Your instructions: Look through the records below for the word "JSON". Report how many lines have it, and only that number.

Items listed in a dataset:
Start of Block

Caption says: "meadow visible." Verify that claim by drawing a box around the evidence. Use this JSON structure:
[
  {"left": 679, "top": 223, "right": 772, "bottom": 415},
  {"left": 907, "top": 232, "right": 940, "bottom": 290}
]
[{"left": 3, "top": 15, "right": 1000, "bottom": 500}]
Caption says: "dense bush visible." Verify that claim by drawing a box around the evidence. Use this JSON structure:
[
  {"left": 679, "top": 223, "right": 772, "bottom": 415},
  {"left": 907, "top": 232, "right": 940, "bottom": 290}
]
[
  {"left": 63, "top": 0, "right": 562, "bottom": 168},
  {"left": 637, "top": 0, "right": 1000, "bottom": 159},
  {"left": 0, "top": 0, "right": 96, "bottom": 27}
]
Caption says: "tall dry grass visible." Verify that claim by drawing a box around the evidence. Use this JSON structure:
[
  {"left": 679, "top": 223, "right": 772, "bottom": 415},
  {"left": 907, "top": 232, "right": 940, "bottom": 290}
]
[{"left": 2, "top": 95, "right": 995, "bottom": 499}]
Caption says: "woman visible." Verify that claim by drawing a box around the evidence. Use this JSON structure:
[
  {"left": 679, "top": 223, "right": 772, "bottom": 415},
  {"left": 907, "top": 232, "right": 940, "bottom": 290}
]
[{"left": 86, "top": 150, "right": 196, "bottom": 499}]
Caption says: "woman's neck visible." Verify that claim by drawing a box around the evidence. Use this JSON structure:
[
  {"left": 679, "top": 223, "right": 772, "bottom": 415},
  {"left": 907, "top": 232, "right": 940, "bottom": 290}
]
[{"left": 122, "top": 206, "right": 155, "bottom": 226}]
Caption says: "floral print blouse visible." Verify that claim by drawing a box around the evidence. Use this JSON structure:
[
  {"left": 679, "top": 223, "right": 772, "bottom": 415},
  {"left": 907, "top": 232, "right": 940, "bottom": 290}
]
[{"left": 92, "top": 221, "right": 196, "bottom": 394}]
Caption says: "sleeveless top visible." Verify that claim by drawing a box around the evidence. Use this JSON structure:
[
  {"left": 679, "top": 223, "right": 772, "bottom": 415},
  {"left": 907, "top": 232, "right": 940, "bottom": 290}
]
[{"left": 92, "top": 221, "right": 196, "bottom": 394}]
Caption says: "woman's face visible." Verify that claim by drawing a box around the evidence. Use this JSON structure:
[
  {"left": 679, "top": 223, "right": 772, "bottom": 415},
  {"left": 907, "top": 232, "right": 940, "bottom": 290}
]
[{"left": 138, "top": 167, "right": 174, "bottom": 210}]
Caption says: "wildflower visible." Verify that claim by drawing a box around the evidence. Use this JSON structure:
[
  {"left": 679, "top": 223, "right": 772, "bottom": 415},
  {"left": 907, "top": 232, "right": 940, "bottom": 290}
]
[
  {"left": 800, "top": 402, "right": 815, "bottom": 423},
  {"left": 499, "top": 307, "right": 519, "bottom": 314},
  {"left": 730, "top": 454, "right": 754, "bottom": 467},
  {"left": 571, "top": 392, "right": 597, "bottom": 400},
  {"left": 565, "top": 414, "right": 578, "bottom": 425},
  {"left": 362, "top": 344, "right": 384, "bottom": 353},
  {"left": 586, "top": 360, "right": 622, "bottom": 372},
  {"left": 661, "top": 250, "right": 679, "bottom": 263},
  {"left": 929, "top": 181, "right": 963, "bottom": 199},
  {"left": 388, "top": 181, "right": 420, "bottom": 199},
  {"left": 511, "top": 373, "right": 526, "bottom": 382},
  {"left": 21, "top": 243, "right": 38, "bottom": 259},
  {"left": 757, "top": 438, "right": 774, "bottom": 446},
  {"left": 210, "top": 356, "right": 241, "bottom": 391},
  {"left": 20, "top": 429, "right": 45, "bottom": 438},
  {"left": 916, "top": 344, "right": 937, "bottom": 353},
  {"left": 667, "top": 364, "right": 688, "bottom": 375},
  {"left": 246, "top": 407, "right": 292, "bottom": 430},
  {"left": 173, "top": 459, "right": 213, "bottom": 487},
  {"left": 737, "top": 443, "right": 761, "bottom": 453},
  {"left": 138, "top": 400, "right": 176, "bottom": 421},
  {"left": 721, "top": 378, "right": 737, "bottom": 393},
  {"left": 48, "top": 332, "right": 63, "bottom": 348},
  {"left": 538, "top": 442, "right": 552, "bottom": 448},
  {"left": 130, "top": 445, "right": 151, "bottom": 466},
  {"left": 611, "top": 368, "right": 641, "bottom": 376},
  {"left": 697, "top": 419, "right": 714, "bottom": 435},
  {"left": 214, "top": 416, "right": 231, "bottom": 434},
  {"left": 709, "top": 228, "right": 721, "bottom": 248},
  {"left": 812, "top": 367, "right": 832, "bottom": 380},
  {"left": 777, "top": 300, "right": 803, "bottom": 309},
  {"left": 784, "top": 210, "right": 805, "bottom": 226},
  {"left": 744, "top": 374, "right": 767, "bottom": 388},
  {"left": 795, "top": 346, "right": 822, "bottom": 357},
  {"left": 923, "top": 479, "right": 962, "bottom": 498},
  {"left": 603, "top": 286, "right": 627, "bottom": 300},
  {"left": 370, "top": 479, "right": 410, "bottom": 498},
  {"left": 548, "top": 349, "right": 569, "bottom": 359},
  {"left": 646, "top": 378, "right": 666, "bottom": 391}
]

End of Block

Final answer: 9